{
"cells": [
{
"cell_type": "markdown",
"metadata": {},
"source": [
"### 2022年度プログラミング演習A・B\n",
"\n",
"# 第10回レポート課題の解説"
]
},
{
"cell_type": "markdown",
"metadata": {},
"source": [
"### 演習1\n",
"\n",
"SOR法のアルゴリズムを実現するコードを書き、\n",
"\n",
"$$\n",
"A=\n",
"\\begin{pmatrix}\n",
"2 & -1 & 0 & 0\\\\\n",
"-1 & 2 & -1 & 0\\\\\n",
"0 & -1 & 2 & -1\\\\\n",
"0 & 0 & -1 & 2\n",
"\\end{pmatrix}\n",
",\\quad b=\n",
"\\begin{pmatrix}\n",
"1\\\\\n",
"1\\\\\n",
"1\\\\\n",
"1\n",
"\\end{pmatrix}\n",
"$$\n",
"\n",
"に対して $Ax=b$ の近似解を求めてください。ただし、\n",
"\n",
"$$\n",
"x^{(0)}=\n",
"\\begin{pmatrix}\n",
"0\\\\\n",
"0\\\\\n",
"0\\\\\n",
"0\n",
"\\end{pmatrix}\n",
",\\quad EPS=10^{-5},\\quad K=100,\\quad w=1.5\n",
"$$\n",
"\n",
"とします。"

データセットの項目
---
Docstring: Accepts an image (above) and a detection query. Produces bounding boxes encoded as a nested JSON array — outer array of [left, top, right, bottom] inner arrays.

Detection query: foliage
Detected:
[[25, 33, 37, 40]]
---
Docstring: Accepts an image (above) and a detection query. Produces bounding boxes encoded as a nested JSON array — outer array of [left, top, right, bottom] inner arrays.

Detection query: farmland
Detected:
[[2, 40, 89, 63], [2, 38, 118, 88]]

...

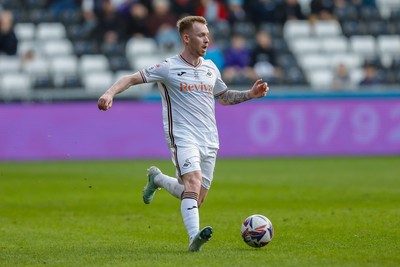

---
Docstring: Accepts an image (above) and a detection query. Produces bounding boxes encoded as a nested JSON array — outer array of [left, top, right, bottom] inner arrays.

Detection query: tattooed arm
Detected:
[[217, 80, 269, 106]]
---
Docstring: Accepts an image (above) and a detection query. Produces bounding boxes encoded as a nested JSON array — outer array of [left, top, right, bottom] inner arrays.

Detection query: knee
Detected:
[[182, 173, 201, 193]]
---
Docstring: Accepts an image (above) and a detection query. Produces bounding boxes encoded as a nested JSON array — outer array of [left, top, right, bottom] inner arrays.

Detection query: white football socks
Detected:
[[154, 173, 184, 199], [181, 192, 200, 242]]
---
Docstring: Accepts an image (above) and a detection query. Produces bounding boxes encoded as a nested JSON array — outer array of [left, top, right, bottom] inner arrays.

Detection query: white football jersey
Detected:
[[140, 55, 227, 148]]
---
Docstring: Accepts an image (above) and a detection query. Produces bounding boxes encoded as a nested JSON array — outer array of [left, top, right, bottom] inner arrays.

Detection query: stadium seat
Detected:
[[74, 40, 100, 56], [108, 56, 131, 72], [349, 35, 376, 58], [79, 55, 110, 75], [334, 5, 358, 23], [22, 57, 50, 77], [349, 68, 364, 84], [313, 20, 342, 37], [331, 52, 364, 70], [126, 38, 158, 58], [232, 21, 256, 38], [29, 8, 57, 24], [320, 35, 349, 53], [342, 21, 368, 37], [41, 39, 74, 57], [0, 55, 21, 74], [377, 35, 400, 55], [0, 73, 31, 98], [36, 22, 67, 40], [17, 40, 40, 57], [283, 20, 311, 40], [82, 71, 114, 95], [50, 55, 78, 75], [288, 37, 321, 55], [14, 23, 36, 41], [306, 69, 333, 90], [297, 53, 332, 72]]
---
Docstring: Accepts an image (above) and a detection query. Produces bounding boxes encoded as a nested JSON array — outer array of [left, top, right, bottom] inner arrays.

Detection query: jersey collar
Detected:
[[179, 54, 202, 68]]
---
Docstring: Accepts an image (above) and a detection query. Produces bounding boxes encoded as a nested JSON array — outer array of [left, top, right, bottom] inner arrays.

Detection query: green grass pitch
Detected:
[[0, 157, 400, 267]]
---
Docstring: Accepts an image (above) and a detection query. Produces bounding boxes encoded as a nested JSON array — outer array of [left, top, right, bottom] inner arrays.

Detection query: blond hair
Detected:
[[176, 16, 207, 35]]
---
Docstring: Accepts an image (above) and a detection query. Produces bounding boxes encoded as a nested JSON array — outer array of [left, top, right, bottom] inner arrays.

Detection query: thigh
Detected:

--

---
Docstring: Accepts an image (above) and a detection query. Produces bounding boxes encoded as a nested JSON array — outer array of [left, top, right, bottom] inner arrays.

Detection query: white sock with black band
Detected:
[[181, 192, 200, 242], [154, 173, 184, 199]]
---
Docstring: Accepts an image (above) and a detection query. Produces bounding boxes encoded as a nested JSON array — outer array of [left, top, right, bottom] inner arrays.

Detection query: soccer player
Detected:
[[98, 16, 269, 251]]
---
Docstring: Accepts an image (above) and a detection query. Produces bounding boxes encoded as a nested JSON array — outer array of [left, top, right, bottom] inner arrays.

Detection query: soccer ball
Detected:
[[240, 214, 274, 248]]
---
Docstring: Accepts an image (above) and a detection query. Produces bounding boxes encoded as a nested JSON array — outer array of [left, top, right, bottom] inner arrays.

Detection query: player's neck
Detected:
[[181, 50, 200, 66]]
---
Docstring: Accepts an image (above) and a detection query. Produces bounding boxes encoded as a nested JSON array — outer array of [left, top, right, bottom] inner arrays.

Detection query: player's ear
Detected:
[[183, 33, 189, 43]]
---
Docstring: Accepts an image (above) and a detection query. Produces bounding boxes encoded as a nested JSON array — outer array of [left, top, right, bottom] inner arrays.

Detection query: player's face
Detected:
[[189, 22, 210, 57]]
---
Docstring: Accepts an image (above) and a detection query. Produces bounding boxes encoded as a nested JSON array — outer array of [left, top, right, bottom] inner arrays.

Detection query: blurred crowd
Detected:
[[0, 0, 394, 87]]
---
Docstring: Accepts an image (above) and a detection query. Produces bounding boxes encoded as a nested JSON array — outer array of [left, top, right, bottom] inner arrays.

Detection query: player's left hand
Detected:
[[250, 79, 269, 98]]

== 課題の目的 ==
ページ抜粋の演習1では、w の値はいくつと指定されていますか。

== 演習の結果 ==
w は 1.5 と指定されています。